▶ Supplied material
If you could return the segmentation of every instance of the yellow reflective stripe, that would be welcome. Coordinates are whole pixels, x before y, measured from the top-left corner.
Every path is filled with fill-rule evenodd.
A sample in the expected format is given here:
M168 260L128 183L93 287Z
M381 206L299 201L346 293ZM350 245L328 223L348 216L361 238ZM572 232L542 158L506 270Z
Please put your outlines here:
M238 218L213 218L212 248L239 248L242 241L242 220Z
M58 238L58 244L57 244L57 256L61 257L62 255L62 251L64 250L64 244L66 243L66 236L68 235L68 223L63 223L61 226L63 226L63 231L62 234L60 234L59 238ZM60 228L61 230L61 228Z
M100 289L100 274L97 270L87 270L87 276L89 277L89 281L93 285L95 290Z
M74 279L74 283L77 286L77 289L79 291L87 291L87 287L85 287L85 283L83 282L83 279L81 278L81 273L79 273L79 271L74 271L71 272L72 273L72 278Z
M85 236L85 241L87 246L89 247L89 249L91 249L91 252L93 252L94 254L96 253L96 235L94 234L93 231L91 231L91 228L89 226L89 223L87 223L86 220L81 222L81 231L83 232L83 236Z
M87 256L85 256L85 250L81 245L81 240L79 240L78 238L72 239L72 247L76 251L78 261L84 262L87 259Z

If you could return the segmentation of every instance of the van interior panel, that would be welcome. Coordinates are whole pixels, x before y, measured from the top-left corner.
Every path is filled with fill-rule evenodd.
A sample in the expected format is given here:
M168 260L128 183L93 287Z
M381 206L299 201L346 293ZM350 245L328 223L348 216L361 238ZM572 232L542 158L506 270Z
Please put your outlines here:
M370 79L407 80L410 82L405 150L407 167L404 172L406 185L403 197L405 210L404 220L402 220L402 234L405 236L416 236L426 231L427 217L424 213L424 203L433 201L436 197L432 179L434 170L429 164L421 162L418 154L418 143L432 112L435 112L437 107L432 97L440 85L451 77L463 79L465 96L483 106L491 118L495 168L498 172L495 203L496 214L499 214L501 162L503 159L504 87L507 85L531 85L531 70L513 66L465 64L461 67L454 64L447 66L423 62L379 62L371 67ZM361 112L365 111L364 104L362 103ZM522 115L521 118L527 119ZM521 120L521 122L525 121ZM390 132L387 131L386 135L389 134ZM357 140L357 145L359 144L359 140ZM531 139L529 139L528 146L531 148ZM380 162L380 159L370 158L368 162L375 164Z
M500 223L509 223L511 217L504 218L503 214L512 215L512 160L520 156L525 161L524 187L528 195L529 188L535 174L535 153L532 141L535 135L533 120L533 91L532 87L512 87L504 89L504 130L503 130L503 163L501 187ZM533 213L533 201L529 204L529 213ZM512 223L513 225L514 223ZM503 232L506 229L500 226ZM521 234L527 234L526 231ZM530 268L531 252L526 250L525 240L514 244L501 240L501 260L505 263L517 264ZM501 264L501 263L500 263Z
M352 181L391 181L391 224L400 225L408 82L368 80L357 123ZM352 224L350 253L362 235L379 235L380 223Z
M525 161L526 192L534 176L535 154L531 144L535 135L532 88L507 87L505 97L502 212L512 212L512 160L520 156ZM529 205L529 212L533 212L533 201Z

▶ Task
Your reply should hold every line from the data that contains "measured", copied in full.

▶ Output of the task
If you could return the segmentation of every instance of the yellow reflective stripe, that would be welcome. Coordinates are whole pixels, x before y, measured from the top-left corner.
If you could return the segmentation of every instance of the van interior panel, that would be welcome. Coordinates are whole pixels, x before y, measured from the top-left corner.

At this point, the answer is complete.